Exercise instructions:
• a. Transcribe the interview passage on zoonotic disease from "In our study, we" up to and including "risk of exposure.".
• b. According to the interview passage on zoonotic disease, how often is someone who is not vegan in contact with animals?
• c. Summarize the interview passage on zoonotic disease in two sentences.

Document passage:
────────────────

In our study, we chose to focus on bacterial pathogens – although my research group also does some work with coronaviruses – bacterial pathogens were a convenient type of organism for us to examine in order to inform a broader process which is now coming to light on a day-to-day basis in China. We’ve seen this before, with things like SARS and Ebola, but 10 or 15 years ago people would never have really thought about the food system as a significant way in which large populations expose themselves simultaneously to zoonotic disease risk. The food system is a key part of this, because, unless you’re vegan, you’re in contact with animals 3-4 times a day, every day. Where those animals come from is of prime importance to your risk of exposure.
When we think of the risks posed by zoonoses and these pathogens, do you think we should factor this into our understanding of human security?
From the point of view of living safely in the world… these issues are definitely part of the security agenda to ensure that populations are safe from a multitude of threats that are out there. So yes, it ought to be on a human security agenda. More importantly, these risks should be on the agenda on a more routine, day-to-day basis. We need to ensure that we are funding research which more broadly works to understand these threats, and which ensures that understanding human interactions with their environment and with animals is consistently on the agenda. This is partially a surveillance issue, but it is also about changing the boundaries of research.

────────────────

Excerpted data:
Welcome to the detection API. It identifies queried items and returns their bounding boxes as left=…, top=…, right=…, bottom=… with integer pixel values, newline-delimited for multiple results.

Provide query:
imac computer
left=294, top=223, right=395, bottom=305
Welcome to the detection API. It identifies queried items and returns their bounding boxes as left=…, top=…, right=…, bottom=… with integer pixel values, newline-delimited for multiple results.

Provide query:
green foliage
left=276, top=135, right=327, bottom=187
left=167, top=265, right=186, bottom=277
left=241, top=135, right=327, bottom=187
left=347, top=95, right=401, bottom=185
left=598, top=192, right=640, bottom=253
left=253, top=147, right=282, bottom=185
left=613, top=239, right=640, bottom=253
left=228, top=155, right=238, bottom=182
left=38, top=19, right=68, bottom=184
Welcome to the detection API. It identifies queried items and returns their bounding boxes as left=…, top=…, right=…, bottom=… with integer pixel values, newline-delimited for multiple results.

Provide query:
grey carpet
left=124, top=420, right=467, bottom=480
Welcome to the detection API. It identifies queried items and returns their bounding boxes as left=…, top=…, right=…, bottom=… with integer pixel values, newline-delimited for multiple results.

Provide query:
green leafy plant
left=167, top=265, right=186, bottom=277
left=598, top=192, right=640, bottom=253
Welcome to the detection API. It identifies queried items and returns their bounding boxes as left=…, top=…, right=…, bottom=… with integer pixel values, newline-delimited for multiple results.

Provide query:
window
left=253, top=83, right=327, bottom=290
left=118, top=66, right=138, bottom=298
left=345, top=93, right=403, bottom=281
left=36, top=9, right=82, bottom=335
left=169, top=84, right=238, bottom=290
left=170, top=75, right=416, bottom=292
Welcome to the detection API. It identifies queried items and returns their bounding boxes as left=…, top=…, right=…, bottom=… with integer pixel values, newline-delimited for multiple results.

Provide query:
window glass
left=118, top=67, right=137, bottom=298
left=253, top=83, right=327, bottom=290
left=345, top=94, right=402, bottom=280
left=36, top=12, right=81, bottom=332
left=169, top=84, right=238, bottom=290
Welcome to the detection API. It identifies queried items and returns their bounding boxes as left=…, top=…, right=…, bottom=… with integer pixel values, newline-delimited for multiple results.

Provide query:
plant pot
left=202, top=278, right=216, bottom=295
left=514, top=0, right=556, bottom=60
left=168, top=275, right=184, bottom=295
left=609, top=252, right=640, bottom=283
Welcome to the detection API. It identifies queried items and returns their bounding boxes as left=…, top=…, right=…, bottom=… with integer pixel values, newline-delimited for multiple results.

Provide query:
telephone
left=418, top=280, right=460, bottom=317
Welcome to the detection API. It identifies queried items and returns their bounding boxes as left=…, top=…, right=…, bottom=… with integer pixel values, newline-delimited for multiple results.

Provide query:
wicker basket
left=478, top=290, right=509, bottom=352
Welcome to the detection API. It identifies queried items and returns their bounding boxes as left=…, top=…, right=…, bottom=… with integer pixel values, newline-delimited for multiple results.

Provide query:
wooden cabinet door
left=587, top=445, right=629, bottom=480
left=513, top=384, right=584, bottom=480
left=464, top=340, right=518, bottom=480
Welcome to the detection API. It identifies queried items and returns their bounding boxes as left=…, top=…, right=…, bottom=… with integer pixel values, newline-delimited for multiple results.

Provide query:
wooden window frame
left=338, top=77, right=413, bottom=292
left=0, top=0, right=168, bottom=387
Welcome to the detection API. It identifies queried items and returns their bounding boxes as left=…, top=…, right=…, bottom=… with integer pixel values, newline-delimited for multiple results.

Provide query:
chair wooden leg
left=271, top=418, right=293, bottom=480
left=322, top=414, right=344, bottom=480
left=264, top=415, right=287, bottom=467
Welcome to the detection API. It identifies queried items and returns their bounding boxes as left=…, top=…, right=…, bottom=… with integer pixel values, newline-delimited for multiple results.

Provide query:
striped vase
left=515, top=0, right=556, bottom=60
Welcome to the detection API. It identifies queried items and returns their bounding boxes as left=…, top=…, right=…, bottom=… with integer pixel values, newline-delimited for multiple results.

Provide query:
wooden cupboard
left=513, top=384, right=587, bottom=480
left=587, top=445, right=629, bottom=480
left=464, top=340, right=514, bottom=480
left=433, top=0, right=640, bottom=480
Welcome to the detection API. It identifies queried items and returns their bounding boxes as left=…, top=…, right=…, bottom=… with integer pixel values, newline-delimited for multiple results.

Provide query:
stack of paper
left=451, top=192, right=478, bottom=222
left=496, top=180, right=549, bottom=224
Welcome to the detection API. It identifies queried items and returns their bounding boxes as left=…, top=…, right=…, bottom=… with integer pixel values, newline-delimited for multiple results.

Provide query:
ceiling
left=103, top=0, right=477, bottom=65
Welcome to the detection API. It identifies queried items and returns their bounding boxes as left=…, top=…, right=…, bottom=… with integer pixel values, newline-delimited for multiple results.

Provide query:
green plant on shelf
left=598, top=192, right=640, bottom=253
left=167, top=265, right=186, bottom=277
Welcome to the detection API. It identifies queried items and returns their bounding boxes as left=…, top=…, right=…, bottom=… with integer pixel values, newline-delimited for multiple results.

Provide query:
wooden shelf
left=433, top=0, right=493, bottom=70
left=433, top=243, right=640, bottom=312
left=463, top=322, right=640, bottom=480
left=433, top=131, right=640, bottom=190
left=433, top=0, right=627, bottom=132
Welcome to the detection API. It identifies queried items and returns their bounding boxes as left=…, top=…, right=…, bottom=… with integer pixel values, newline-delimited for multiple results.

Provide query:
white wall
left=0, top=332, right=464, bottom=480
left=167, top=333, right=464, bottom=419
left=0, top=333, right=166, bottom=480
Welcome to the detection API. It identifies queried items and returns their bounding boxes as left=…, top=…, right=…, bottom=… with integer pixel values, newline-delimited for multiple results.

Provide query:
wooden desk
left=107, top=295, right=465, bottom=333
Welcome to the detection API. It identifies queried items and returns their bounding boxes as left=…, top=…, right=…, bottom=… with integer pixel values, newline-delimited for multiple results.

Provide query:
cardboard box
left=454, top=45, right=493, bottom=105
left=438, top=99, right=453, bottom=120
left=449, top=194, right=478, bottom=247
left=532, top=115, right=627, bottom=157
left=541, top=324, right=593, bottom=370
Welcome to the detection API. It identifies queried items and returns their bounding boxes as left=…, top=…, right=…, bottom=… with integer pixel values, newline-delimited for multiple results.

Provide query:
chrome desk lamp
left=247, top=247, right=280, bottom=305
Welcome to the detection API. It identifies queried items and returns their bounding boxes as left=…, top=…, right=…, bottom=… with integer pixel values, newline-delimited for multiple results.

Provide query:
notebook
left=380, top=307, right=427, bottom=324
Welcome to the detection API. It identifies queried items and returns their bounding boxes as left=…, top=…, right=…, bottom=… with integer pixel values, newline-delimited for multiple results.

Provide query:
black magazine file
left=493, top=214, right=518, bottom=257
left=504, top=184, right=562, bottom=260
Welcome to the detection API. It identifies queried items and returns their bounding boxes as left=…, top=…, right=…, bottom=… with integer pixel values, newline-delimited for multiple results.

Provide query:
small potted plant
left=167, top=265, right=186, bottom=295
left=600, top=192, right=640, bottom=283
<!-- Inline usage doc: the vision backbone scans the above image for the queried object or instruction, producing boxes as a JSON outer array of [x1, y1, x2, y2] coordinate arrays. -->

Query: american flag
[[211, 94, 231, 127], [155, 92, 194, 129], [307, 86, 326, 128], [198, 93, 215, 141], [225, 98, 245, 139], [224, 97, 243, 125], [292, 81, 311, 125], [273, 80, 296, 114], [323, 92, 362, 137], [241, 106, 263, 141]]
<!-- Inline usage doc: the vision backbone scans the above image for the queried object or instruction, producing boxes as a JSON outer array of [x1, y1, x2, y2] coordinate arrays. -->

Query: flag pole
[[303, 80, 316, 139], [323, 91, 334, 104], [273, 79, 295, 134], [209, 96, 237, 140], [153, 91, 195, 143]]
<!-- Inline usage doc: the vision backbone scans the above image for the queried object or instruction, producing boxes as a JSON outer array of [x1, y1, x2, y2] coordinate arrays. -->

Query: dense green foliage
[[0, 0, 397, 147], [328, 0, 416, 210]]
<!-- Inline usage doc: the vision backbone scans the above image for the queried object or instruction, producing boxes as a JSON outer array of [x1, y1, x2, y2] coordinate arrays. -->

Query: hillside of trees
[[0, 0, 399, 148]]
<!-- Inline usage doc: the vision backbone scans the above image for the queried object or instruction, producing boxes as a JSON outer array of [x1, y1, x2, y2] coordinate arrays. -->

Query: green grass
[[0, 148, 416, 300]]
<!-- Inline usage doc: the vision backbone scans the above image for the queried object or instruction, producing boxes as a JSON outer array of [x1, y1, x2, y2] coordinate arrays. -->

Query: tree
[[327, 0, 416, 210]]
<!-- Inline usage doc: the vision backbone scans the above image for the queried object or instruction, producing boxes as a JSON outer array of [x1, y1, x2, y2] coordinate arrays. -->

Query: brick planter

────────────────

Results of the exercise:
• a.
In our study, we chose to focus on bacterial pathogens – although my research group also does some work with coronaviruses – bacterial pathogens were a convenient type of organism for us to examine in order to inform a broader process which is now coming to light on a day-to-day basis in China. We’ve seen this before, with things like SARS and Ebola, but 10 or 15 years ago people would never have really thought about the food system as a significant way in which large populations expose themselves simultaneously to zoonotic disease risk. The food system is a key part of this, because, unless you’re vegan, you’re in contact with animals 3-4 times a day, every day. Where those animals come from is of prime importance to your risk of exposure.

• b. 3-4 times a day, every day.

• c. The study focused on bacterial pathogens to shed light on a broader process, in which the food system, through people's daily contact with animals, is a key way that large populations are simultaneously exposed to zoonotic disease risk. These risks belong on the human security agenda on a routine, day-to-day basis, which requires funding research on human interactions with their environment and with animals and changing the boundaries of research.